• [Exercise] Reproduce word for word the lines in the rows below, starting at the line that contains "Your task is straightforward. Given the image, detect man inside" and ending at the line that contains "top-left (441, 109), bottom-right (538, 204)", with both of those lines included.

[Data extracted from a collection]
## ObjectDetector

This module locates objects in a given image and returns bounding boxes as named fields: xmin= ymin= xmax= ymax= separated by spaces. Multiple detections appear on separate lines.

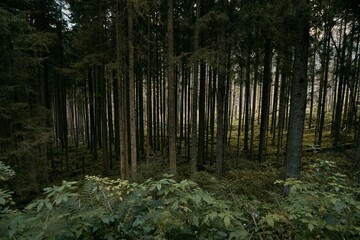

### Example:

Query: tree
xmin=167 ymin=0 xmax=176 ymax=173
xmin=285 ymin=0 xmax=309 ymax=194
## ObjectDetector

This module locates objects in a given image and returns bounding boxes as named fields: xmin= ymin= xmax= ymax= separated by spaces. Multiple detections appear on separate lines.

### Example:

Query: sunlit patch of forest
xmin=0 ymin=0 xmax=360 ymax=239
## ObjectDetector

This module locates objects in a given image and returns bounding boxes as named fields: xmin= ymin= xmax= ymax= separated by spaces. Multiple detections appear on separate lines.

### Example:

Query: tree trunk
xmin=127 ymin=3 xmax=138 ymax=181
xmin=285 ymin=1 xmax=309 ymax=195
xmin=259 ymin=38 xmax=272 ymax=162
xmin=167 ymin=0 xmax=176 ymax=174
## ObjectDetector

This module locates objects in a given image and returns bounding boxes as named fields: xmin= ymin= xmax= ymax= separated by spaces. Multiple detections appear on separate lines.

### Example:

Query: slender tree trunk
xmin=259 ymin=38 xmax=272 ymax=162
xmin=128 ymin=3 xmax=138 ymax=181
xmin=244 ymin=37 xmax=252 ymax=152
xmin=191 ymin=0 xmax=201 ymax=175
xmin=285 ymin=1 xmax=309 ymax=195
xmin=167 ymin=0 xmax=176 ymax=174
xmin=216 ymin=0 xmax=227 ymax=178
xmin=271 ymin=56 xmax=280 ymax=146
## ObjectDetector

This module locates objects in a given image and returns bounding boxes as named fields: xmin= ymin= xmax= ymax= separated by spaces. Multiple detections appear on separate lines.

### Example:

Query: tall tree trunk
xmin=285 ymin=0 xmax=309 ymax=194
xmin=271 ymin=55 xmax=280 ymax=146
xmin=259 ymin=38 xmax=272 ymax=162
xmin=128 ymin=3 xmax=138 ymax=181
xmin=167 ymin=0 xmax=176 ymax=174
xmin=216 ymin=0 xmax=227 ymax=178
xmin=244 ymin=39 xmax=252 ymax=152
xmin=191 ymin=0 xmax=201 ymax=175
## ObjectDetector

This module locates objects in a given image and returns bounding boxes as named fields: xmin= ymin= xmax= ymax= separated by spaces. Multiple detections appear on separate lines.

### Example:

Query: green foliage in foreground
xmin=0 ymin=160 xmax=360 ymax=239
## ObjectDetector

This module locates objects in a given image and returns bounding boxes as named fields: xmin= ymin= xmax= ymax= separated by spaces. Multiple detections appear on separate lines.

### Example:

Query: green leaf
xmin=224 ymin=215 xmax=230 ymax=227
xmin=308 ymin=223 xmax=314 ymax=232
xmin=37 ymin=202 xmax=44 ymax=212
xmin=266 ymin=217 xmax=274 ymax=227
xmin=45 ymin=202 xmax=53 ymax=210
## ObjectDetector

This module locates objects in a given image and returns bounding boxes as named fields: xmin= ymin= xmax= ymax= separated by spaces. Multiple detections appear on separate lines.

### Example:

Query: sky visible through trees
xmin=0 ymin=0 xmax=360 ymax=203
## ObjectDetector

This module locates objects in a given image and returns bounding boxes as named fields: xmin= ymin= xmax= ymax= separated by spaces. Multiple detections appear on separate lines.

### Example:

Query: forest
xmin=0 ymin=0 xmax=360 ymax=240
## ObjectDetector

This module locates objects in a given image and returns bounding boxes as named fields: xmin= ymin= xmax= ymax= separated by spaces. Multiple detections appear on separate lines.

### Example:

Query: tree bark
xmin=285 ymin=1 xmax=309 ymax=194
xmin=167 ymin=0 xmax=176 ymax=174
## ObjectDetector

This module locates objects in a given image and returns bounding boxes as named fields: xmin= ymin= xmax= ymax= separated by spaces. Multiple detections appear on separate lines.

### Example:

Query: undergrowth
xmin=0 ymin=158 xmax=360 ymax=239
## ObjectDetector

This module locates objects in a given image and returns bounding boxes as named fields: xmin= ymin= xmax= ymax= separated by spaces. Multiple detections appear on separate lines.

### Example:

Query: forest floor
xmin=10 ymin=130 xmax=356 ymax=207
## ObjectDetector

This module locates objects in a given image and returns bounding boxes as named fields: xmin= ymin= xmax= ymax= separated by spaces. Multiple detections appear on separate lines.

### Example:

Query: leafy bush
xmin=4 ymin=175 xmax=247 ymax=239
xmin=261 ymin=160 xmax=360 ymax=239
xmin=0 ymin=160 xmax=360 ymax=239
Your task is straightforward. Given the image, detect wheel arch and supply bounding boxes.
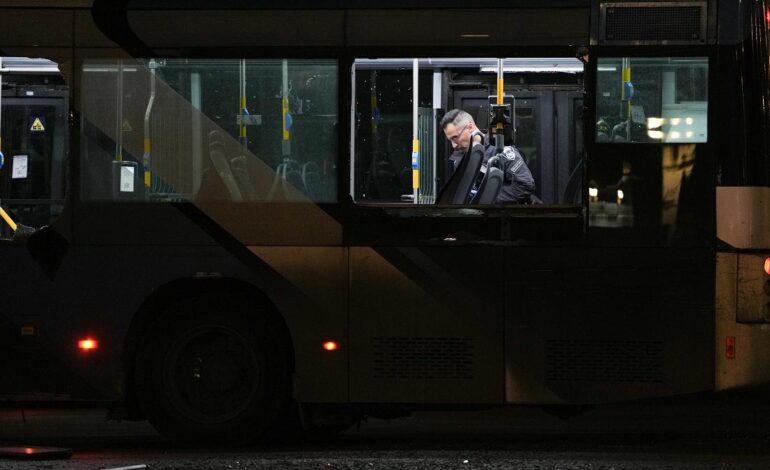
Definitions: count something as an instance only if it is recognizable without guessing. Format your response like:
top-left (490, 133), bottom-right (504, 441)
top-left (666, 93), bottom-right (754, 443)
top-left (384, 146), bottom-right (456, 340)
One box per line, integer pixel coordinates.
top-left (119, 278), bottom-right (295, 420)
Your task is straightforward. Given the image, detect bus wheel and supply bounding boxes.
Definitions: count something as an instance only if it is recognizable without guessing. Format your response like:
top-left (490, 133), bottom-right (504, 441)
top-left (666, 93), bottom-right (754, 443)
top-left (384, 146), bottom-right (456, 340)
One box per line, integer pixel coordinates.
top-left (134, 295), bottom-right (291, 445)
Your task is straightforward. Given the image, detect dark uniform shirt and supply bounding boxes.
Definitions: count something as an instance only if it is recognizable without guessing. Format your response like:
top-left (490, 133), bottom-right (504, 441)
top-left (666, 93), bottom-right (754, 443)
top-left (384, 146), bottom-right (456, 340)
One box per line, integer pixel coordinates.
top-left (449, 144), bottom-right (535, 204)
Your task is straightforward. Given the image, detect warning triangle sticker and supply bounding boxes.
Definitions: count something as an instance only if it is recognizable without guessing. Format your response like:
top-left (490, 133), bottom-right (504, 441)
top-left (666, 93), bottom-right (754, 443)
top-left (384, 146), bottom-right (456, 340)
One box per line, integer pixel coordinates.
top-left (29, 118), bottom-right (45, 132)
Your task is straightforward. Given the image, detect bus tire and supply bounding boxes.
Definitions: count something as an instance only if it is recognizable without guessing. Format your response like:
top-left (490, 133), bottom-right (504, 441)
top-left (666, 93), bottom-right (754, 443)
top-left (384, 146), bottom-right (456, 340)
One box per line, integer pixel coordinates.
top-left (134, 294), bottom-right (291, 445)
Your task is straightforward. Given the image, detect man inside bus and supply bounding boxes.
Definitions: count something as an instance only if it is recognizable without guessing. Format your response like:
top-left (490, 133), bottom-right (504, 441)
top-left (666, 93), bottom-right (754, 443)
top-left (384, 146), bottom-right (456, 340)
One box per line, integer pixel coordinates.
top-left (441, 109), bottom-right (538, 204)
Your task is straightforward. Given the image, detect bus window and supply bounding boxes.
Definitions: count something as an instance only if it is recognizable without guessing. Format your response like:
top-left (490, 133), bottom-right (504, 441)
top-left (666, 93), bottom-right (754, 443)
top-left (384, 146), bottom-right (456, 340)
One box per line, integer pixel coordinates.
top-left (0, 57), bottom-right (69, 238)
top-left (596, 57), bottom-right (708, 144)
top-left (351, 58), bottom-right (583, 205)
top-left (81, 59), bottom-right (339, 203)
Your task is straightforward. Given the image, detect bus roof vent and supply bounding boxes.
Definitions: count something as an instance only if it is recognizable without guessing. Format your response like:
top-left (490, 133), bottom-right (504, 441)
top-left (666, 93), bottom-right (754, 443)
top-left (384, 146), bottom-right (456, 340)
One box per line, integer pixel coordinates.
top-left (599, 1), bottom-right (707, 44)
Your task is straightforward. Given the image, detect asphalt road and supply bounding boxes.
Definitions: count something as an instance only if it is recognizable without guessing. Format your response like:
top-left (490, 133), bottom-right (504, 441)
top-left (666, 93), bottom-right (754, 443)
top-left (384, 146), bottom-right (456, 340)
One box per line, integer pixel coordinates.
top-left (0, 390), bottom-right (770, 470)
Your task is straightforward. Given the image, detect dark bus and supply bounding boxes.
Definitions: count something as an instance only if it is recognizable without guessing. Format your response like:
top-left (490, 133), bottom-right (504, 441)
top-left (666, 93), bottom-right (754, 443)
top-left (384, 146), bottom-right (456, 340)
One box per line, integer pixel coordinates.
top-left (0, 0), bottom-right (770, 443)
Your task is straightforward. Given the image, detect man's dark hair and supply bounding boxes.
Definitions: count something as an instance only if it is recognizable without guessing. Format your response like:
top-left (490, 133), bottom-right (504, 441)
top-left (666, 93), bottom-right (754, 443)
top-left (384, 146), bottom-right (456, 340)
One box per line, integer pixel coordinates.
top-left (440, 109), bottom-right (473, 129)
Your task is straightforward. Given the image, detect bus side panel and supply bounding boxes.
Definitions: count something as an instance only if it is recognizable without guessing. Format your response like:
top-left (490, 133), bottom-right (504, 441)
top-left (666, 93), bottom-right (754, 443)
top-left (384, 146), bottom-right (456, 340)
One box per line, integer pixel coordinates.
top-left (350, 246), bottom-right (503, 404)
top-left (249, 246), bottom-right (350, 403)
top-left (715, 253), bottom-right (770, 390)
top-left (506, 247), bottom-right (714, 404)
top-left (0, 243), bottom-right (103, 401)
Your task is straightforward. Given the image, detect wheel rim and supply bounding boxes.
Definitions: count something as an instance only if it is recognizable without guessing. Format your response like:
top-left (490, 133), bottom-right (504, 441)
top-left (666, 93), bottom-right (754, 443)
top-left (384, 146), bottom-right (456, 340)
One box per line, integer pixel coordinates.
top-left (163, 325), bottom-right (261, 424)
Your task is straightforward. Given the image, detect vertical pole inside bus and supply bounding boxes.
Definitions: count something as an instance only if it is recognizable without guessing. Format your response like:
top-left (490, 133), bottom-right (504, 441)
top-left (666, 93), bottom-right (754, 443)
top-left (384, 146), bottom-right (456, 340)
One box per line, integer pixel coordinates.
top-left (0, 61), bottom-right (16, 232)
top-left (412, 59), bottom-right (420, 204)
top-left (281, 59), bottom-right (292, 159)
top-left (142, 59), bottom-right (158, 193)
top-left (112, 60), bottom-right (144, 201)
top-left (238, 59), bottom-right (249, 149)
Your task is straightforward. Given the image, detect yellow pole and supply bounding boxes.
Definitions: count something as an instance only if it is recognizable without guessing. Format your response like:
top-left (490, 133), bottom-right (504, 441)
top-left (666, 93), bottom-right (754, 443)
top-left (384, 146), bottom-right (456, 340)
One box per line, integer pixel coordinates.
top-left (0, 207), bottom-right (16, 232)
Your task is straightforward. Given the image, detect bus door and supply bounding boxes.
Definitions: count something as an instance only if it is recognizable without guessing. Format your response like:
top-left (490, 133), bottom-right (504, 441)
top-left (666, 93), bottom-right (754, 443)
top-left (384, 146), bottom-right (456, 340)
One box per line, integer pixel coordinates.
top-left (0, 89), bottom-right (68, 237)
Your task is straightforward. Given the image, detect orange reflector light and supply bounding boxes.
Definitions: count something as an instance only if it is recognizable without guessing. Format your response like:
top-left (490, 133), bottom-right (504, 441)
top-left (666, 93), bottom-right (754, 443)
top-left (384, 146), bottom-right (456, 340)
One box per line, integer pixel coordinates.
top-left (725, 336), bottom-right (735, 359)
top-left (78, 338), bottom-right (99, 351)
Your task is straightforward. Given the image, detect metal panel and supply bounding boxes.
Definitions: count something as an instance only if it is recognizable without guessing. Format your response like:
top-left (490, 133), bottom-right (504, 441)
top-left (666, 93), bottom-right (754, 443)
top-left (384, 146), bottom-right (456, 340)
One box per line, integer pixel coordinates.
top-left (714, 253), bottom-right (770, 390)
top-left (346, 8), bottom-right (589, 47)
top-left (505, 247), bottom-right (713, 404)
top-left (249, 246), bottom-right (351, 403)
top-left (0, 9), bottom-right (74, 47)
top-left (349, 246), bottom-right (503, 404)
top-left (717, 186), bottom-right (770, 249)
top-left (735, 253), bottom-right (770, 323)
top-left (128, 10), bottom-right (343, 47)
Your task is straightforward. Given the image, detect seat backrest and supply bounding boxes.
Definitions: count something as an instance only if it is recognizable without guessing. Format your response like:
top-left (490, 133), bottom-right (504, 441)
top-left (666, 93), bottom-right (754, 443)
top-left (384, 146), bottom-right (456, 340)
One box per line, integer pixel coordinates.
top-left (471, 156), bottom-right (505, 204)
top-left (436, 143), bottom-right (484, 204)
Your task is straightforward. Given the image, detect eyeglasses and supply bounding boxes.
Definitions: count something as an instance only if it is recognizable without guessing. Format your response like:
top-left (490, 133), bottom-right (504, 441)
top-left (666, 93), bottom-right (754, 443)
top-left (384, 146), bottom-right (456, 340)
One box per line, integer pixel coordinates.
top-left (449, 124), bottom-right (468, 144)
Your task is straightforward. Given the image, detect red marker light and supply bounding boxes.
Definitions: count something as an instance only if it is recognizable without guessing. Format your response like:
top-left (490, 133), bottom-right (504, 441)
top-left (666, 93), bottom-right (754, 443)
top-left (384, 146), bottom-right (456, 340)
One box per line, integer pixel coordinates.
top-left (78, 338), bottom-right (99, 351)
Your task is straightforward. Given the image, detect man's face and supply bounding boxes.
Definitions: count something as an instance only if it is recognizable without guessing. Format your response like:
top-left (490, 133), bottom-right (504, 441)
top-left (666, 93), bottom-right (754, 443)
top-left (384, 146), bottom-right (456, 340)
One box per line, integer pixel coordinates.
top-left (444, 122), bottom-right (475, 150)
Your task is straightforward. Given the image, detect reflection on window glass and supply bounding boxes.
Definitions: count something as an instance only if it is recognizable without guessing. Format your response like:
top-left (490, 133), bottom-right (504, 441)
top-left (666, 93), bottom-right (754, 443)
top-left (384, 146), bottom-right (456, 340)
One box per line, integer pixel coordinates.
top-left (596, 57), bottom-right (708, 143)
top-left (81, 59), bottom-right (338, 202)
top-left (354, 61), bottom-right (435, 202)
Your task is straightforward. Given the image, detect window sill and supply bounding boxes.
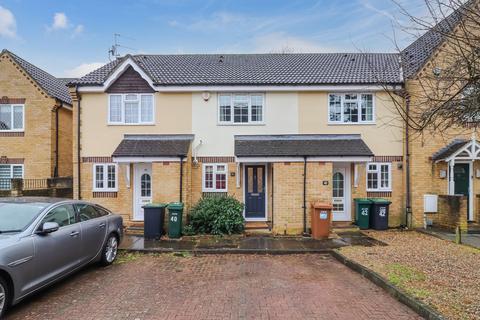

• [Exercise output]
Your task is straightforward. Given the image, detect man inside bus and supply bounding boxes.
Definitions: count something as an instance only if it is recognizable without guessing. Format your response like:
top-left (490, 133), bottom-right (504, 441)
top-left (666, 93), bottom-right (754, 443)
top-left (384, 146), bottom-right (456, 340)
One box per line, integer pixel coordinates.
top-left (441, 109), bottom-right (538, 204)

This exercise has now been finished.